Excerto:
::::
Em boa hora, a Comissão Europeia anunciou que Portugal foi colocado em monitorização específica, por desequilíbrios económicos e orçamentais excessivos. Convém que ninguém se esqueça, governo e oposição, que ainda falta muita austeridade para corrigir o descalabro a que chegamos em 2011 e que nos obrigou a pedir ajuda às “instituições”.

Em ano de eleições, o governo quer gritar vitória ao intervalo e a oposição diz que vai mudar a estratégia para o segundo tempo. Ambos mentem.

Ninguém ganha jogos ao intervalo e ainda falta um largo caminho para reequilibrar as contas públicas. O que nos espera nos próximos anos é mais austeridade. Não confundam, não é a continuação da austeridade: é mais austeridade.

O governo, ao longo destes quatro anos, percorreu parte do caminho e ninguém lhe pode tirar o mérito. Não o fez da melhor maneira – avançou pelo lado da receita, mais que pelo lado da despesa – mas recuperou alguma da credibilidade perdida, e soube aproveitar as ajudas europeias que nos permitem juros extraordinariamente baixos, tornando o enorme endividamento ligeiramente mais suportável.

Portugal foi mais Irlanda que Grécia, é certo, mas entenda-se o que Bruxelas nos está a recordar. Portugal está sobre endividado, o endividamento continua a crescer e continuará a crescer enquanto Portugal tiver contas públicas deficitárias.

A Dívida

Da esquerda à direita, nos partidos, nos jornais e até na imprensa económica, muitas pessoas inteligentes e com boa opinião  ainda não compreenderam este simples facto: a dívida pública é, basicamente, o défice acumulado.
::::
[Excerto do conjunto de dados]
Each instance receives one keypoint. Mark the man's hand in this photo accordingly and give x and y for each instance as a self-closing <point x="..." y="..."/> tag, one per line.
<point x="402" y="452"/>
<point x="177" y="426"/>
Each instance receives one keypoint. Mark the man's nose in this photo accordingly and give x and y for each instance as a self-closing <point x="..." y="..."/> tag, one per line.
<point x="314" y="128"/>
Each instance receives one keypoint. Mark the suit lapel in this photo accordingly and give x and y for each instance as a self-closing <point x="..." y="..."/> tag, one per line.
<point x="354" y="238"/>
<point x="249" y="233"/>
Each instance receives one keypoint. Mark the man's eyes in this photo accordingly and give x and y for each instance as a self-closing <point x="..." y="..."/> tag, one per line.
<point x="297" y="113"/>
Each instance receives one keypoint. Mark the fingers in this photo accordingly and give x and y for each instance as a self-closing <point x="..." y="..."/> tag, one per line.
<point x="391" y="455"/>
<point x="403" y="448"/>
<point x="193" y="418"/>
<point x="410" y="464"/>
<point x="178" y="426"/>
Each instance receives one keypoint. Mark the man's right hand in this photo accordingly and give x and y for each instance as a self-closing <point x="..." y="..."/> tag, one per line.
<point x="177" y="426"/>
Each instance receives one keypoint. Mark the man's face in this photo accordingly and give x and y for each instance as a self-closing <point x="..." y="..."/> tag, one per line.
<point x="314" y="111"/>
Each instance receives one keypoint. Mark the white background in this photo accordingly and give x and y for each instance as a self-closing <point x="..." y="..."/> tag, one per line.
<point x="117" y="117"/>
::::
De acordo com o excerto sobre as contas públicas portuguesas, por que motivo a Comissão Europeia colocou Portugal em monitorização específica?

Resposta: Por desequilíbrios económicos e orçamentais excessivos.